INFORMATION SHOWN

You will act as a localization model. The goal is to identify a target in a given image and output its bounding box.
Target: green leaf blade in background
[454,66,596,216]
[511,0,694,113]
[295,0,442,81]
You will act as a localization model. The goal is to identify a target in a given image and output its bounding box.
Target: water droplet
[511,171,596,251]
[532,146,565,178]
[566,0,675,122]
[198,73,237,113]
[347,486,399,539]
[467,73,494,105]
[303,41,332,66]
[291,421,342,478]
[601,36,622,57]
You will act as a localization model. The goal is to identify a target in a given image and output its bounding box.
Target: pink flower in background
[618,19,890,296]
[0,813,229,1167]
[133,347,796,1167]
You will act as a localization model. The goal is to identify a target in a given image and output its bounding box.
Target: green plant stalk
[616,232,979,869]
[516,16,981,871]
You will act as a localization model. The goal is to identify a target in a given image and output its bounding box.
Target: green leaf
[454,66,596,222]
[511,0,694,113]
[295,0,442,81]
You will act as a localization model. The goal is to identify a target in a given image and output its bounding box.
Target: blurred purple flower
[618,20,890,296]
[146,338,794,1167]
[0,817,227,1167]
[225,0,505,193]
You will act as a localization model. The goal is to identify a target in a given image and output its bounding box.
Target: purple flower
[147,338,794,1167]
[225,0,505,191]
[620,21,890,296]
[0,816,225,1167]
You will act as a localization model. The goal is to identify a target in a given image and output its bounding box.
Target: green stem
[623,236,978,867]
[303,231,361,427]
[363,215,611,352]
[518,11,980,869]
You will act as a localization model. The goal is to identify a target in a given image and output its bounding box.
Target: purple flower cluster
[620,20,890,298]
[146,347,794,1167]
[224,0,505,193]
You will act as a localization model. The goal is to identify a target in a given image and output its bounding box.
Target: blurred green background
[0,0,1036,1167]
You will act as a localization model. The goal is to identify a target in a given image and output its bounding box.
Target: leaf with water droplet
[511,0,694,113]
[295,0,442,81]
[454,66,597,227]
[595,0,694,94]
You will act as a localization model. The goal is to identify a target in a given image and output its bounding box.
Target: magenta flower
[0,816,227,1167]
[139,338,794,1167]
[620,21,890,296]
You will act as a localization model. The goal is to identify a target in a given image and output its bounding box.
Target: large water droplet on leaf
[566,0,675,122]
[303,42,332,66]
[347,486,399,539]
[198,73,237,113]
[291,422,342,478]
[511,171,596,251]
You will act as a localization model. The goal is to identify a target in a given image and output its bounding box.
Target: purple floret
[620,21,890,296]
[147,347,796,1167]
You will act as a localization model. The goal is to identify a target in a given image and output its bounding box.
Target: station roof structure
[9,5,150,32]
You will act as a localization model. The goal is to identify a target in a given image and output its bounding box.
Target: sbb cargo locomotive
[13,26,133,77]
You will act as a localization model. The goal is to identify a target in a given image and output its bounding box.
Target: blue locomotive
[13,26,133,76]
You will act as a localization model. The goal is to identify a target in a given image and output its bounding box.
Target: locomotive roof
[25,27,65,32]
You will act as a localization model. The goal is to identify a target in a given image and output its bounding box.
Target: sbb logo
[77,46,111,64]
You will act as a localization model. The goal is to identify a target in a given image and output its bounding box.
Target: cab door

WRITTEN TASK
Change each "localization model" in the records above to "detection model", and write out all the records again with nothing else altered.

PROBLEM SOLUTION
You will act as a detection model. The goal is to identify a target in a given image and output its bounding box.
Target: green leaf blade in background
[454,66,596,216]
[511,0,694,113]
[295,0,442,81]
You will act as a detection model. The goal is to identify a target in a given image and output its bounding box.
Target: water droplet
[511,171,596,251]
[532,146,565,178]
[566,0,675,122]
[198,73,237,113]
[347,486,399,539]
[467,73,494,105]
[303,41,332,66]
[291,421,342,478]
[601,36,622,57]
You will act as a detection model. The goal is to identify a target in a given image and output its bounding box.
Target: pink flower in background
[618,19,890,296]
[0,813,229,1167]
[133,347,796,1167]
You will act as a detection model. The goal is to identify a target in a given image and output its bounding box.
Target: green plant stalk
[616,232,979,869]
[516,16,981,871]
You will act as a detection model. The goal is to identify a target in a given image and output its bounding box.
Target: green leaf
[454,66,596,222]
[511,0,694,113]
[295,0,442,81]
You will act as a detection model. The goal is to identify a target in a given image and output its bounding box.
Target: blurred purple flower
[618,20,890,296]
[146,338,794,1167]
[0,817,227,1167]
[225,0,505,193]
You will act as a detection model. The goal is to identify a target in a given image and output its bounding box.
Target: purple flower
[147,338,794,1167]
[225,0,505,191]
[620,21,890,296]
[0,816,225,1167]
You will act as a detection model. The goal is to identify a target in a given image and output its bounding box.
Target: green stem
[623,236,978,867]
[303,231,361,427]
[363,215,611,352]
[518,11,980,869]
You will act as a detection model. The goal is to identify a target in a given image and output its bounding box.
Target: purple flower cluster
[620,20,890,298]
[146,347,794,1167]
[224,0,505,193]
You will act as a detection model. The goal is to identify a target in a given image and output its bounding box.
Target: blurred green background
[0,0,1036,1167]
You will act as a detection model. The goal is to identify a target in a given image and output its bounding box.
Target: leaf with water droplet
[511,0,694,113]
[295,0,442,81]
[454,66,597,227]
[595,0,694,94]
You will act as a detection model. The goal is to identify a target in a given image and output its bounding box.
Target: magenta flower
[0,816,227,1167]
[139,338,794,1167]
[620,21,890,296]
You will act as a detection model. The goal is to identify a target in a given image and output its bounding box.
Target: large water droplet on leaf
[566,0,675,122]
[303,42,332,66]
[347,486,399,539]
[198,73,237,113]
[291,422,342,478]
[511,171,596,251]
You will act as a detection model. The goal is to identify a target in a given image and output its bounding box.
Target: purple floret
[620,21,890,296]
[147,347,796,1167]
You will act as a detection model. The goal is to identify a target in a given image and output its bounding box.
Target: station roof structure
[9,5,150,32]
You will act as a detection model. The goal is to identify a target in a given image and output its bounding box.
Target: sbb cargo locomotive
[13,26,133,77]
You will act as a detection model. The goal is to identify a target in a given image and output its bounding box.
Target: blue locomotive
[13,26,133,76]
You will act as a detection model. The goal is to identify a target in a given image and output its bounding box.
Target: locomotive roof
[25,27,65,32]
You will act as a detection model. The goal is to identify a target in a given image and output its bounding box.
Target: sbb logo
[77,46,111,64]
You will act as a detection model. The goal is to identify a target in a given image and output its bounding box.
Target: cab door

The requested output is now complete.